▼▼▼

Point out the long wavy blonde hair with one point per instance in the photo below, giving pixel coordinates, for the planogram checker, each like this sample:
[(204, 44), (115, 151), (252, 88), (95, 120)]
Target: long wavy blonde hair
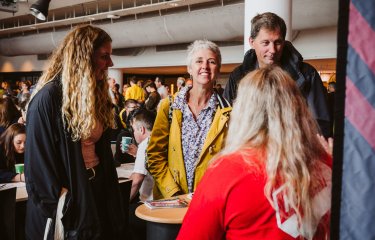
[(271, 114), (85, 99)]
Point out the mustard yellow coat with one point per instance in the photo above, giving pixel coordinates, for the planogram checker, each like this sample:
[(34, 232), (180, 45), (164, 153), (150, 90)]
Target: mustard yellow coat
[(164, 152)]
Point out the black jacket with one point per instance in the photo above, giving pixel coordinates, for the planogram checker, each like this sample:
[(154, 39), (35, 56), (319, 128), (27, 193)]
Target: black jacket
[(53, 161), (306, 77)]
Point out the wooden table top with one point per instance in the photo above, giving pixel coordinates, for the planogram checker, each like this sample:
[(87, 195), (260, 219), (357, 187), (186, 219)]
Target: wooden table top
[(162, 215), (21, 194)]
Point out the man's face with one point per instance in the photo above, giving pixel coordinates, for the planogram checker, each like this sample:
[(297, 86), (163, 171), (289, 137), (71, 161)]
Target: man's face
[(137, 132), (268, 46), (157, 83)]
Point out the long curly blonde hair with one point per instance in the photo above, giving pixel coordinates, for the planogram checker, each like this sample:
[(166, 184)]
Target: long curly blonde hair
[(271, 114), (85, 99)]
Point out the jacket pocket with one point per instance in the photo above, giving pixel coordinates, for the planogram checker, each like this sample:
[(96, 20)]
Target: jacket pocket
[(176, 176), (48, 229)]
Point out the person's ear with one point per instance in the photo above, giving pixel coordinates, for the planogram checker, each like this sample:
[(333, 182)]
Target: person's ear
[(142, 129), (251, 41), (189, 69)]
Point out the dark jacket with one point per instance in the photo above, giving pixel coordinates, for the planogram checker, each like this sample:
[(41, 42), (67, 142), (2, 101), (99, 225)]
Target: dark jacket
[(306, 77), (7, 173), (53, 161)]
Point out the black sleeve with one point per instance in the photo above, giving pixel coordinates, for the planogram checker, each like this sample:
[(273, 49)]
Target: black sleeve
[(6, 175), (317, 99), (42, 158)]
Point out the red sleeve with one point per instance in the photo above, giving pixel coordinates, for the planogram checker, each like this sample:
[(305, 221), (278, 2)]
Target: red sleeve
[(222, 205), (204, 218)]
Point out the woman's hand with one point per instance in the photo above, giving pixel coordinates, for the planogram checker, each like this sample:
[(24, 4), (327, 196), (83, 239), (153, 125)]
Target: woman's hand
[(327, 145), (132, 150)]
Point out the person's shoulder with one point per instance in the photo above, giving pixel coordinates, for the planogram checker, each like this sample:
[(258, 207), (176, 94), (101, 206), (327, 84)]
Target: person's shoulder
[(307, 68), (47, 95), (245, 161)]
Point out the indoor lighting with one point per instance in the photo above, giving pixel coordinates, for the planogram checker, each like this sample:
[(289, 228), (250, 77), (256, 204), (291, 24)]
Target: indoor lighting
[(40, 9)]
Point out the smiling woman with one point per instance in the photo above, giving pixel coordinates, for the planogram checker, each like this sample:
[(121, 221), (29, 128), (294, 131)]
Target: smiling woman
[(190, 128)]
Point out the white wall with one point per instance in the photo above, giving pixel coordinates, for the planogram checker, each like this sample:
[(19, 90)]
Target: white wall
[(312, 44)]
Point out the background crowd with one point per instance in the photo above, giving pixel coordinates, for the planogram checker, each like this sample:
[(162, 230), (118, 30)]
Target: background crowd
[(248, 167)]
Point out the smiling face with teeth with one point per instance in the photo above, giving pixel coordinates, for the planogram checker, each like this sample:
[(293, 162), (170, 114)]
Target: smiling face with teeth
[(204, 68)]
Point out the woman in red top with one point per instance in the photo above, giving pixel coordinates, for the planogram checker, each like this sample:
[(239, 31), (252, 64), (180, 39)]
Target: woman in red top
[(273, 178)]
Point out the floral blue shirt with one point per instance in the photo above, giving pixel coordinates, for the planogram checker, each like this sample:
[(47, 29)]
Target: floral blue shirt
[(194, 132)]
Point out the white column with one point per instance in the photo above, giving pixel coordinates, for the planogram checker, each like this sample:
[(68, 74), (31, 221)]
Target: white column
[(282, 8), (117, 75)]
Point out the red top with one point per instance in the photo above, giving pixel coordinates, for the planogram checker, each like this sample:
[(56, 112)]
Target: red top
[(229, 203)]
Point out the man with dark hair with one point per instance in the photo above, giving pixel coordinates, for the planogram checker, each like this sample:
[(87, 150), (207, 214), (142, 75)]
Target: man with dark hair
[(267, 38)]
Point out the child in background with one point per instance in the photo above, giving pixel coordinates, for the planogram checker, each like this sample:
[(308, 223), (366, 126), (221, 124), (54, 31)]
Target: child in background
[(12, 149), (142, 122)]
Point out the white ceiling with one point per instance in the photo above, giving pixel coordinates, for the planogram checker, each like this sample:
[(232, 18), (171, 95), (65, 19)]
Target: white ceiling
[(306, 14), (163, 26)]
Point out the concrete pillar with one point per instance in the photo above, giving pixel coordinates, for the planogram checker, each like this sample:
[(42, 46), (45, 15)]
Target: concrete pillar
[(117, 75), (283, 8)]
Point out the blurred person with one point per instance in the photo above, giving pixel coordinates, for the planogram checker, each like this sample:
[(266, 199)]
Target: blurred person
[(12, 149), (140, 83), (111, 85), (124, 88), (142, 181), (189, 82), (127, 131), (267, 39), (68, 134), (191, 129), (180, 83), (120, 100), (219, 89), (8, 92), (162, 90), (142, 123), (153, 98), (134, 91), (24, 95), (9, 113), (272, 180)]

▲▲▲

Reproduce the entire listing above word for word, leaving out the pictures.

Point out the long wavy blonde hair with one point per instance in the photo below, giving pixel coordinates, for the planogram checker, each like this sample:
[(204, 44), (115, 151), (252, 88), (95, 120)]
Target: long wavy blonde hair
[(271, 114), (85, 99)]
Point out the mustard yellow coat with one point per instance in the photo above, giving pixel coordinates, for the planogram checker, each like this sample:
[(34, 232), (180, 45), (164, 153), (150, 90)]
Target: mustard yellow coat
[(164, 152)]
Point out the black jacket with one point per instance in the photo above, giving pixel coordinates, for the planogram checker, each like this sample:
[(154, 39), (35, 56), (319, 128), (27, 193)]
Target: black jacket
[(53, 161), (306, 77)]
Point out the wooden table top with one point per instance in the photo above, giving pixel coordinates, for the planogram checker, each like this sample:
[(87, 195), (260, 219), (357, 187), (186, 219)]
Target: wooden table top
[(162, 215), (21, 194)]
Point out the man's face with one point per instance in the photo above, giving pixel coordinates, for the planogram checker, each like this sample:
[(297, 86), (163, 171), (289, 137), (71, 161)]
Target: man's face
[(137, 132), (268, 46), (157, 83)]
Point out the long curly blonde hair with one point per instance in the photo above, giving pixel coordinates, for the planogram checker, each like this sample:
[(166, 184)]
Target: long curly blonde hair
[(271, 114), (85, 99)]
Point out the jacket pocket with one point per instance in the photo above, giving pixel coordinates, for the planogram checker, each like this sample:
[(96, 20)]
Target: jacket pocket
[(176, 176), (48, 229)]
Point out the person's ear with one point per instance in the photo above, giving pixel coordinates, for the planogram checker, each like this sample:
[(333, 182)]
Target: person's ear
[(142, 129), (251, 41), (189, 69)]
Point out the dark jacket with one point per instance in the photo above, giving pixel coordinates, for the planogram checker, each like this sample:
[(41, 42), (67, 142), (2, 101), (99, 225)]
Target: dark jacket
[(306, 77), (7, 173), (53, 161)]
Point out the black sleeve with one point per instance in the photo above, giving pixel coordinates, for the planogram checker, each like this sample:
[(273, 49)]
Target: black sleeve
[(6, 175), (317, 99), (42, 158)]
Point out the red sleeve with one point per instance in the photo above, giving pixel coordinates, for the planogram checker, each like this sample:
[(305, 221), (278, 2)]
Target: red sleeve
[(222, 205), (204, 218)]
Point out the woman's hand with one point per instance in the photo above, giving pixel coordinates, for the planogram checker, each like this sample:
[(24, 4), (327, 196), (83, 239), (153, 125)]
Target: woman's hand
[(327, 145), (132, 150)]
Point out the person's shoulder with one point per instance in the photo above, giving pixel coordinates, for the planogram checker, each like this sample:
[(258, 207), (176, 94), (101, 206), (327, 84)]
Target: person's shoulder
[(307, 68), (47, 95), (245, 161)]
Point out the indoor lighting with one point per instance in the photo above, giving pixel coordinates, for the planogram checker, each like this sample:
[(289, 228), (250, 77), (256, 204), (291, 24)]
Target: indoor lighting
[(40, 9)]
Point out the smiling woman with one point per instance in the photo above, giving pixel coordinates, for the planogram checker, each like this sample:
[(121, 221), (29, 128), (294, 131)]
Target: smiling woman
[(190, 128)]
Point out the white wall with one point per instance in the photo above, giving pixel coordinates, for the planogram checker, each like this sample:
[(19, 90)]
Target: white wall
[(312, 44)]
Point out the background crowd with one point per instance in the photo above, giving pixel coordinates, for the planogram checker, each like this sample:
[(162, 230), (118, 30)]
Target: background crowd
[(248, 167)]
Point out the smiling face with teeth with one point per instance in the photo above, giving pixel coordinates, for the planogram checker, each like this sample:
[(293, 162), (170, 114)]
Target: smiling face with teeth
[(204, 68)]
Point out the woman in red top with one point per instance in the photo above, giving pixel coordinates, for the planogram checker, each like this sample:
[(239, 31), (252, 64), (180, 39)]
Target: woman in red top
[(273, 178)]
Point out the floral blue shirt with one point per instance in the photo above, giving pixel coordinates, for the planogram checker, each like this sample:
[(47, 29)]
Target: floral blue shirt
[(194, 132)]
Point out the white column with one point per instance in the photo above, giving pixel coordinates, for the planogram checker, each like this sample:
[(68, 74), (31, 221)]
Target: white column
[(282, 8), (117, 75)]
Point out the red top with one point per instance in the photo above, giving pixel coordinates, for the planogram checker, each like this sample:
[(56, 112)]
Target: red top
[(229, 203)]
Point out the man with dark hair with one point per instance in the photo above, giving pixel coordinates, for the planogram checker, each like this sample:
[(87, 150), (207, 214), (142, 75)]
Target: man with dark hair
[(267, 38)]
Point out the child in background with one point per instance in the photo above, giving pixel coordinates, for the planogram checker, each like this sample:
[(308, 223), (366, 126), (221, 124), (54, 31)]
Target: child in background
[(12, 149), (142, 122)]
Point out the white ceiling with one point per instance in the photo above, giving pixel coordinates, for the planogram checker, each like this sample:
[(232, 18), (171, 95), (65, 19)]
Target: white ceiling
[(306, 14), (163, 26)]
Point out the concrete pillar with one point per instance in the photo above, giving pixel coordinates, for the planogram checker, each like this sample:
[(42, 46), (45, 15)]
Target: concrete pillar
[(117, 75), (283, 8)]
Point out the blurred person with one point per instance in the photo above, giving pixel coordinates, for the planogram checker, each like this sample:
[(266, 199)]
Target: blurred person
[(12, 149), (140, 83), (111, 85), (124, 88), (142, 181), (189, 82), (127, 131), (267, 39), (68, 134), (191, 129), (180, 83), (120, 100), (219, 89), (8, 92), (162, 90), (142, 123), (153, 98), (134, 91), (24, 95), (9, 113), (272, 180)]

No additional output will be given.